Problem set
1. Decide whether each statement below agrees with the press release about TINA.org's letter to the FTC. Answer yes or no for each, and quote the words from the press release that settle it.
(a) TINA.org sent its letter to the Federal Trade Commission.
(b) The FTC's warning letters to industry members went out only in April 2020.
(c) The list TINA.org gave the FTC names fewer than 500 direct selling companies.
2. Transcribe part of the press release about TINA.org's letter to the FTC. Begin at the words "Despite these efforts" and stop after "deceptive income claims.".

[Opening Text under study section]

MADISON, CONN. June 30, 2021 – Ad watchdog truthinadvertising.org (TINA.org) sent a letter today to the Federal Trade Commission (FTC) urging it to initiate a penalty-offense program targeting the direct selling industry and its market-wide practice of utilizing deceptive earnings representations and false health claims.
For years TINA.org has taken an active role in holding the industry accountable by documenting thousands of examples of multilevel marketing companies using deceptive marketing to promote their business opportunity and sell their products and services. The advocacy group has also filed complaints against a number of companies violating the law including Vemma, Neora (formerly known as Nerium) and Herbalife, among others.
Despite these efforts as well as those of regulators at both the state and federal levels and a self-regulatory program instituted in 2019, nothing has stemmed the tide of deception within the industry. The coronavirus pandemic and resulting health and financial crisis has only exacerbated the use of inappropriate health and income claims by the direct selling industry. In fact, the FTC sent numerous warning letters aimed at industry members in both April and June 2020. In December, TINA.org conducted a follow-up investigation of the 16 companies that received notification from the FTC and found that the warning letters had little impact: the companies continued to make unsubstantiated health claims and/or deceptive income claims.
According to Bonnie Patten, TINA.org’s executive director, “This is why TINA.org is urging the agency to stop playing a game of whack-a-mole and instead implement an enforcement program that will finally deter the systemic harm caused by the constant and continual use of deceptive marketing within the industry.”
Under section 5(m)(1)(B) of the FTC Act, the commission may address market-wide harms by fining companies up to $43,792 per violation when they knowingly engage in a practice that has been ruled unlawful in a final cease and desist order following a fully adjudicated administrative proceeding. When it comes to the MLM industry and its deceptive marketing practices, there is no shortage of cases that clearly articulate these particular practices as unlawful. TINA.org has provided the FTC with a list of more than 660 direct selling companies operating in the U.S. together with available contact information so that the agency can formally apprise each company that deceptive health claims and atypical income representations are unlawful pursuant to prior final commission orders.
“The FTC needs to put the MLM industry on notice that its time for using deceptive marketing without facing substantial penalties is up,” Patten said.

[Closing Text under study section]
[Opening Source material section]

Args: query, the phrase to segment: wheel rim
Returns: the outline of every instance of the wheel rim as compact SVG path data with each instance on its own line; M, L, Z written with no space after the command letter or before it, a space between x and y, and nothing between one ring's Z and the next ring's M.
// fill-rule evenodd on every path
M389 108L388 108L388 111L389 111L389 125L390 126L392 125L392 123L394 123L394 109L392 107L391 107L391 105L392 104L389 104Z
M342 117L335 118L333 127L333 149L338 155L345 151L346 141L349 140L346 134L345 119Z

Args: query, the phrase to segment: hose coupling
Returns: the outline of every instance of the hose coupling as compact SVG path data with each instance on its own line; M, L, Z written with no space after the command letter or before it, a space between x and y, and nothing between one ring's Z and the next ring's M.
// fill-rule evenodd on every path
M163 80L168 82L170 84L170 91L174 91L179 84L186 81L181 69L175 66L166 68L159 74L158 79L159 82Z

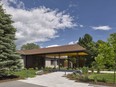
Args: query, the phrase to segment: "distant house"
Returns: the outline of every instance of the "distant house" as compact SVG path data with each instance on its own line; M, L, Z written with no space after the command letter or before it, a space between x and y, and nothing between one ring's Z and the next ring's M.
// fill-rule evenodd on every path
M22 56L22 62L25 68L69 68L71 67L69 60L72 57L76 58L77 67L83 66L85 61L80 60L80 57L88 55L86 49L78 44L20 50L17 52ZM67 61L67 64L65 61Z

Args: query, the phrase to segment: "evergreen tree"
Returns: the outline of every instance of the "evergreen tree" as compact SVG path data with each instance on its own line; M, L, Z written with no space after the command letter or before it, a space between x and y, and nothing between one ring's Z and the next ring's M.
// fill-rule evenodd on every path
M89 53L86 56L86 66L91 66L91 63L94 61L94 58L97 56L97 48L96 43L93 41L92 36L89 34L85 34L83 37L79 38L79 45L86 48L87 52Z
M11 15L0 5L0 74L20 68L20 56L14 43L16 29L12 23Z

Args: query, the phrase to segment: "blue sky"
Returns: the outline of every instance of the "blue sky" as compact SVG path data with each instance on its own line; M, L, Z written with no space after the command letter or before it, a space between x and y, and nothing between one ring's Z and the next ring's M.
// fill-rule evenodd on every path
M40 9L50 9L50 12L56 11L56 13L54 14L55 19L57 19L56 14L61 13L61 20L63 20L64 18L63 15L68 15L67 19L65 19L68 22L66 24L63 23L62 27L52 27L53 31L50 31L53 32L52 34L50 33L46 37L43 35L43 38L41 37L42 35L38 33L36 37L38 37L39 40L32 39L29 41L29 39L27 38L28 41L23 40L26 43L36 42L42 47L50 45L65 45L77 42L79 37L83 37L83 35L86 33L90 34L93 37L94 41L97 41L99 39L106 41L111 33L116 32L116 0L6 0L6 2L3 1L3 3L5 4L7 11L13 15L13 20L16 22L17 20L19 21L19 18L21 19L21 15L24 16L24 14L21 14L19 15L19 18L15 17L16 13L13 13L13 11L19 9L22 9L22 11L17 11L17 13L26 12L25 14L28 13L27 11L31 13L34 12L33 10L38 9L38 15L41 14L41 12L39 13ZM9 7L11 9L9 9ZM50 12L47 11L46 13L51 14ZM23 20L27 20L24 18ZM69 22L70 24L68 24ZM19 24L14 24L14 26L19 29L17 25ZM50 30L49 28L48 30ZM30 29L28 28L28 30ZM18 32L20 31L21 30L19 29ZM37 31L36 28L35 31ZM41 31L41 33L43 32ZM42 38L42 40L40 40L40 37ZM20 40L17 43L22 43L23 41Z

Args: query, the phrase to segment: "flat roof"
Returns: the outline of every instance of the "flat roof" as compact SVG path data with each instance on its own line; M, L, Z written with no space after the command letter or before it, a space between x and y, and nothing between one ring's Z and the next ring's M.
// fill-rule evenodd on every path
M21 55L35 55L35 54L62 54L62 53L73 53L73 52L85 52L86 49L79 44L48 47L48 48L38 48L32 50L19 50L17 53Z

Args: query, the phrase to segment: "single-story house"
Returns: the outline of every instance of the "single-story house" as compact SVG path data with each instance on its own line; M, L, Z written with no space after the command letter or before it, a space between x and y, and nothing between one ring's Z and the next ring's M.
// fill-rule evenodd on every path
M85 62L80 57L88 55L86 49L79 44L20 50L17 52L21 55L25 68L69 68L71 67L69 60L72 57L76 58L76 67L79 67L83 66Z

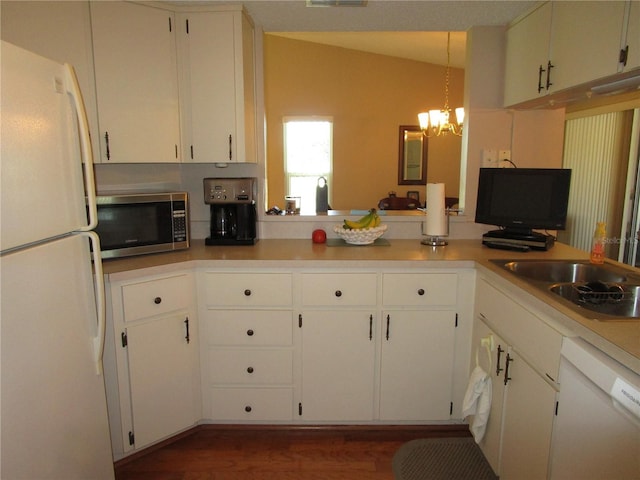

[Closing Source material section]

Responses to the tasks
1.
(a) Yes: "sent a letter today to the Federal Trade Commission (FTC)"
(b) No: "the FTC sent numerous warning letters aimed at industry members in both April and June 2020"
(c) No: "a list of more than 660 direct selling companies operating in the U.S."

2.
Despite these efforts as well as those of regulators at both the state and federal levels and a self-regulatory program instituted in 2019, nothing has stemmed the tide of deception within the industry. The coronavirus pandemic and resulting health and financial crisis has only exacerbated the use of inappropriate health and income claims by the direct selling industry. In fact, the FTC sent numerous warning letters aimed at industry members in both April and June 2020. In December, TINA.org conducted a follow-up investigation of the 16 companies that received notification from the FTC and found that the warning letters had little impact: the companies continued to make unsubstantiated health claims and/or deceptive income claims.